(Stored data)
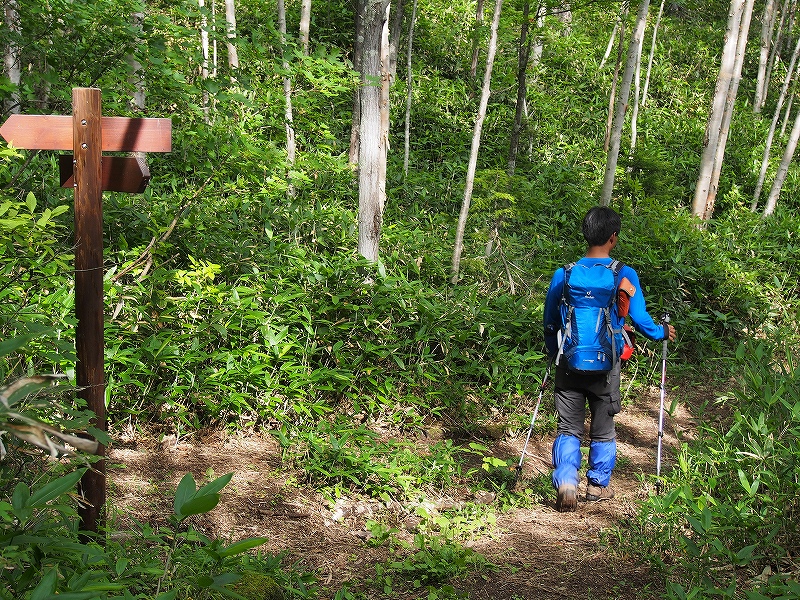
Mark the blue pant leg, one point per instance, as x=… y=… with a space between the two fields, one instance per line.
x=566 y=460
x=602 y=458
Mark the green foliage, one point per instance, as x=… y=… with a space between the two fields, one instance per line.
x=733 y=498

* **Instructions to follow**
Reproduce every one of the entries above word for word, leaving out the pictures.

* **Solution for this exercise**
Mark the blue pant leg, one point per instance, as x=… y=… with a space between the two fields, one instance per line.
x=566 y=460
x=602 y=458
Mark the green foliage, one point per instance, as x=… y=… with a space between the two fields, one instance per line.
x=733 y=498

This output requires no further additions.